*EXERCISE REQUIREMENTS:* Add 8 to each coordinate in the answers, then write out again only the lines from the one containing "Target: armored military vehicle" through the one containing "[(619, 626)]", requests and all.

%%

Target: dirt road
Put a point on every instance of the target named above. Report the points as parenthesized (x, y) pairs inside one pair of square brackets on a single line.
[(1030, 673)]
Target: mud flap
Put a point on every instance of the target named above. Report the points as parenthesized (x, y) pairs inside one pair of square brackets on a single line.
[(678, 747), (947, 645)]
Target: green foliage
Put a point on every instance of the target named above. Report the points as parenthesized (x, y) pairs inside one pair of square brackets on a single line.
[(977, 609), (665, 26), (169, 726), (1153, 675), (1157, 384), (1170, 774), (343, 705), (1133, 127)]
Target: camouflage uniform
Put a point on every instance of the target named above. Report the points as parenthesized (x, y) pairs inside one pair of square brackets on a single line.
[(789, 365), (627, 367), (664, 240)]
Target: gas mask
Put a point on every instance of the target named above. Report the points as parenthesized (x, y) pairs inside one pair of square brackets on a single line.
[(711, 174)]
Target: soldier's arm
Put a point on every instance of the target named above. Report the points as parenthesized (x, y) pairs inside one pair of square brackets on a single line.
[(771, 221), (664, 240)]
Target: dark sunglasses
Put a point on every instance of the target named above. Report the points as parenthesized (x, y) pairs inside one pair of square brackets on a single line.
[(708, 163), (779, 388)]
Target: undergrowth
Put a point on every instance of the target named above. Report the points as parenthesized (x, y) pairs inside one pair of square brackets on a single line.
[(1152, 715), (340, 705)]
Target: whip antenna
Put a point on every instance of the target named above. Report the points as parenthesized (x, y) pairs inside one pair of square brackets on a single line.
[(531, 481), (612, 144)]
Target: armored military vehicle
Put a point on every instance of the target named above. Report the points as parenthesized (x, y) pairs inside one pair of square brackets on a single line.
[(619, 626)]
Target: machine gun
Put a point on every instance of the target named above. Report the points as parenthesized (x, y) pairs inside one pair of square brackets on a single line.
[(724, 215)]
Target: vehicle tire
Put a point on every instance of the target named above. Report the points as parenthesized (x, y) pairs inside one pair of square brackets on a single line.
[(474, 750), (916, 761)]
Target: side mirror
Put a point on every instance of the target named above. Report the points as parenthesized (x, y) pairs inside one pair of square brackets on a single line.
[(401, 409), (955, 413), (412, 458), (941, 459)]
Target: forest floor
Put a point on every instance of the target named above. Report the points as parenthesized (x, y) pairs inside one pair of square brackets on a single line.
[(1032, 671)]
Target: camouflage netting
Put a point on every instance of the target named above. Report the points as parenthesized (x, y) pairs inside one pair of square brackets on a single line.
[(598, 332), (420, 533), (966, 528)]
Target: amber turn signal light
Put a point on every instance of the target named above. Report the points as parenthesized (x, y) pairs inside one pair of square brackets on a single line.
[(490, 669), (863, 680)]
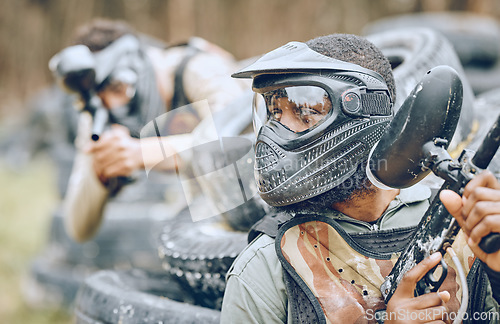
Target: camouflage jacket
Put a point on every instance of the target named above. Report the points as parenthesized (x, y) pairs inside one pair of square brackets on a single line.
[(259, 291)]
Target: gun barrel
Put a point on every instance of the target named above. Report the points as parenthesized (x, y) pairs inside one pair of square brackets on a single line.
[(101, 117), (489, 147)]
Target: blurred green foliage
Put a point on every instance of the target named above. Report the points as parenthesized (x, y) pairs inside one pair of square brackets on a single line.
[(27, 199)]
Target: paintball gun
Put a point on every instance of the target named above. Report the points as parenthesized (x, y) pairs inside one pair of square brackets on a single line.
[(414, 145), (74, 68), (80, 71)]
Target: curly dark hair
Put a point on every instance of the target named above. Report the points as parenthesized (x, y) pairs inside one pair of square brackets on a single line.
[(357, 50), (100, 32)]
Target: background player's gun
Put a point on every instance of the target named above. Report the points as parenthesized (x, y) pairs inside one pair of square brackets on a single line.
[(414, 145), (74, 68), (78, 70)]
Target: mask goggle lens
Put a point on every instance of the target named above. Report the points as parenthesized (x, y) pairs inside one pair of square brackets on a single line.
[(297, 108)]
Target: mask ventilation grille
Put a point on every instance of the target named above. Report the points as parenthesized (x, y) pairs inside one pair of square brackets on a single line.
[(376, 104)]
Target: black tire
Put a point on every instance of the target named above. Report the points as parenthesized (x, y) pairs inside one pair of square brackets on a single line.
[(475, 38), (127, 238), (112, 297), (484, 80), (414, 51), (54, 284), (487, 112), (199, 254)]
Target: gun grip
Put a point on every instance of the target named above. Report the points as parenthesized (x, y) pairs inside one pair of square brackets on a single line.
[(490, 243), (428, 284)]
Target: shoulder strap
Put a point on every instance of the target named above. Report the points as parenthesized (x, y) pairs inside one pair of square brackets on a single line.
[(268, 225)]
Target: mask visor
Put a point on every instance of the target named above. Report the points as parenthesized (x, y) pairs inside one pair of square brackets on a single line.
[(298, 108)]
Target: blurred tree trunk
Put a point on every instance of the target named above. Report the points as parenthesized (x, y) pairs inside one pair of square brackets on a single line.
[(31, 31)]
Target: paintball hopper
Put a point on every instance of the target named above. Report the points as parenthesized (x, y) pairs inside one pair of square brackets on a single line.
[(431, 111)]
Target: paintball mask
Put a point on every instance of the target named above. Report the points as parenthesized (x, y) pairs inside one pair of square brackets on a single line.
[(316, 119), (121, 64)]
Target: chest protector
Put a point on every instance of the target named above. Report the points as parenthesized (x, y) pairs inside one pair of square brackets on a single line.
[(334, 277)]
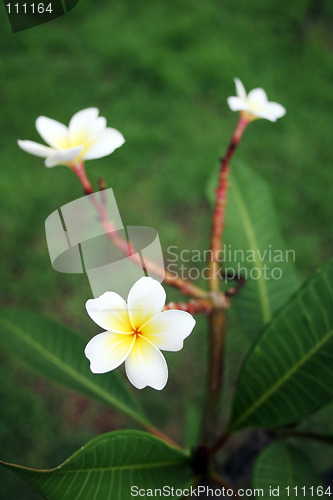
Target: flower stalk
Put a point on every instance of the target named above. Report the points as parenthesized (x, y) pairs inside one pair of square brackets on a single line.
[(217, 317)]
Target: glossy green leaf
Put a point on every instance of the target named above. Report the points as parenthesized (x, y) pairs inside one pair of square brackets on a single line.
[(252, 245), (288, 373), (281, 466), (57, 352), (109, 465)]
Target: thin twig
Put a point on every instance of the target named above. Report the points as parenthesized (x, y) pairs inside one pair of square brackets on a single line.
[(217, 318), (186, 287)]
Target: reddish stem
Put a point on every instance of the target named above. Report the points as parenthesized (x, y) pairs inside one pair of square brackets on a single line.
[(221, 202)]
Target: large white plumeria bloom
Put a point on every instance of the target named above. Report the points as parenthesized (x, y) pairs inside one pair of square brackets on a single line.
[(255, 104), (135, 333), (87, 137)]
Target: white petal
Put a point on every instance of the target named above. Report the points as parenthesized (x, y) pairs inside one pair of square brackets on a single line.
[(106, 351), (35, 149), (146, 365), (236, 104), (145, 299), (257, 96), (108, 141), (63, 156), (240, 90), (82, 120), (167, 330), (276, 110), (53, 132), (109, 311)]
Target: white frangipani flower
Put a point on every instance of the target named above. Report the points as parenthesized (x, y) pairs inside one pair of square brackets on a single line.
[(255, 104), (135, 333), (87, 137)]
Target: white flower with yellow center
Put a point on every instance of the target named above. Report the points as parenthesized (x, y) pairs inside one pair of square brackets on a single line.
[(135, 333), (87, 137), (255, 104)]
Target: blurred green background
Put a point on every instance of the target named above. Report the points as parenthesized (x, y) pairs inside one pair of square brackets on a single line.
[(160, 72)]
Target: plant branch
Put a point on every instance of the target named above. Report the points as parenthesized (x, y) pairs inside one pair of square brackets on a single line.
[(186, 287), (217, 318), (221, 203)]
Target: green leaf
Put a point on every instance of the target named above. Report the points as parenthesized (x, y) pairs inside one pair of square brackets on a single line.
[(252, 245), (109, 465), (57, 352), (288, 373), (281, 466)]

%%

*ANSWER TO THE PROBLEM:*
Target: armored military vehicle
Put a point on every instance of the target named above. Report the points as parenthesized (x, y) pairs inside one pair of square brackets on a single line.
[(627, 634)]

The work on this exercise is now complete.